* **AVAILABLE DATA**:
• • • • • • •

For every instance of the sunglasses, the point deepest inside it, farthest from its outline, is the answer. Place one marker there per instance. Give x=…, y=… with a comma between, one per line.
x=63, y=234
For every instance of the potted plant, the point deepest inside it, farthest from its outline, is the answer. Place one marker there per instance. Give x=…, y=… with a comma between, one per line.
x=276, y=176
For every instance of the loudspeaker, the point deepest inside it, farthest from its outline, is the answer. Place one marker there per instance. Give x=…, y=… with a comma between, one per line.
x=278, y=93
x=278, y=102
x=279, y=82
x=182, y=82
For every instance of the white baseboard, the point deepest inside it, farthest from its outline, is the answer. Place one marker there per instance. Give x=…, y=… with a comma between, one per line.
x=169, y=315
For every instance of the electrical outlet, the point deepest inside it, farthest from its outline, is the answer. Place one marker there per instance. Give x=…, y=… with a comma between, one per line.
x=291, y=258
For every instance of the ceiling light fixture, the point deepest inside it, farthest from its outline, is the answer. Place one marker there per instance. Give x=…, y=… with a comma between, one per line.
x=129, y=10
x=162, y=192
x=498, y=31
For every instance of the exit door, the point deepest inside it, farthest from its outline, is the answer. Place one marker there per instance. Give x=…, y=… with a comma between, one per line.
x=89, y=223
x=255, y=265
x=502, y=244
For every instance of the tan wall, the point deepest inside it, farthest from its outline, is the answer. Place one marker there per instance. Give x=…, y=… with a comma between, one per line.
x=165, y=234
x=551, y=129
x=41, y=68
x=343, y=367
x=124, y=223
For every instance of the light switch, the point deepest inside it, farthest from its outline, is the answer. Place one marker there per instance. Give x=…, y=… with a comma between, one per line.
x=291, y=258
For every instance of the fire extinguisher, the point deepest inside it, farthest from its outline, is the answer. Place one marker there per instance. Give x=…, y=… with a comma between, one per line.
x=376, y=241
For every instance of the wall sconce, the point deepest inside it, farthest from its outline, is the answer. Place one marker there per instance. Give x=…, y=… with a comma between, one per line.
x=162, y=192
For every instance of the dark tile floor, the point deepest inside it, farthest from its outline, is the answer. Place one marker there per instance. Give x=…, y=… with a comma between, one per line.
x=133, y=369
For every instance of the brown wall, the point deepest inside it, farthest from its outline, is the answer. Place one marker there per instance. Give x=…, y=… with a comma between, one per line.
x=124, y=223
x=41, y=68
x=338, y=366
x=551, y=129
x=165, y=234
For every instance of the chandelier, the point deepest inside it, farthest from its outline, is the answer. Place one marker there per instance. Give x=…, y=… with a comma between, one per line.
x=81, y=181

• • • • • • •

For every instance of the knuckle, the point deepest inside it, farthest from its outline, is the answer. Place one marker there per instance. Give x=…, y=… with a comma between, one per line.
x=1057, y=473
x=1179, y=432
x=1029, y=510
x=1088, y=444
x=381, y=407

• • • • • • •

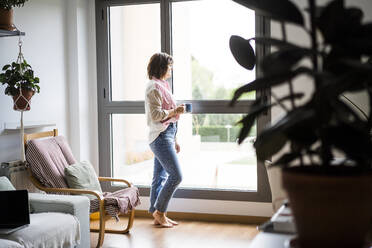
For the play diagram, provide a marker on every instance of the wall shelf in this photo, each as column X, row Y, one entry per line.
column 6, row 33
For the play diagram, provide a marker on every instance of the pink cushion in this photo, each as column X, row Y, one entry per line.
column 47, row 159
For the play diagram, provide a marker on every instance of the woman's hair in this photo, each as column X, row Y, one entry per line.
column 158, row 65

• • • • • • •

* **EXERCISE BRIEF**: Render the stretch of the listing above, from the line containing "For every instance of the sunglasses, the" through the line containing "x=502, y=244", both included, as a Markdown table with the columns Row and Line, omitting any blank lines.

* **WORKED SOLUTION**:
| Row | Line |
|---|---|
| 1 | For every instance of the sunglasses, the point deepest inside it, farthest from its outline, is the answer. Place one marker there per instance. Give x=…, y=… with a comma between, one per line. |
| 2 | x=63, y=234 |
| 3 | For every instance of the potted plant, the point deepest inside it, farthest from its outline, is the answer. Place one marker there per instance. Give x=…, y=… with a comma between, one per line. |
| 4 | x=276, y=176 |
| 5 | For every instance of the loudspeaker, the point deepest inside it, farthest from its outline, is the answer. Place one marker there per instance. Give x=…, y=… with a comma between, one per line. |
| 6 | x=278, y=93 |
| 7 | x=278, y=102 |
| 8 | x=279, y=82 |
| 9 | x=182, y=82 |
| 10 | For every instance of the white baseboard, the point deepest inside it, farthest from its outline, is the answer. Place one marker there per instance. Give x=…, y=… with a comma between, one per line. |
| 11 | x=169, y=315 |
| 12 | For every instance of the electrical outlet, the point deepest inside it, farthest from its outline, is the answer. Place one marker there per instance. Give x=…, y=… with a comma between, one per line. |
| 13 | x=291, y=258 |
| 14 | For every instance of the ceiling light fixture, the point deepest inside it, farthest from its outline, is the answer. Place one marker there per instance. Give x=…, y=… with a comma between, one per line. |
| 15 | x=129, y=10 |
| 16 | x=162, y=192 |
| 17 | x=498, y=31 |
| 18 | For every instance of the exit door, the point deepest inside it, farthest from its outline, is the answer. Place one marker there per instance. Give x=…, y=… with a comma between, one per line. |
| 19 | x=89, y=223 |
| 20 | x=255, y=265 |
| 21 | x=502, y=244 |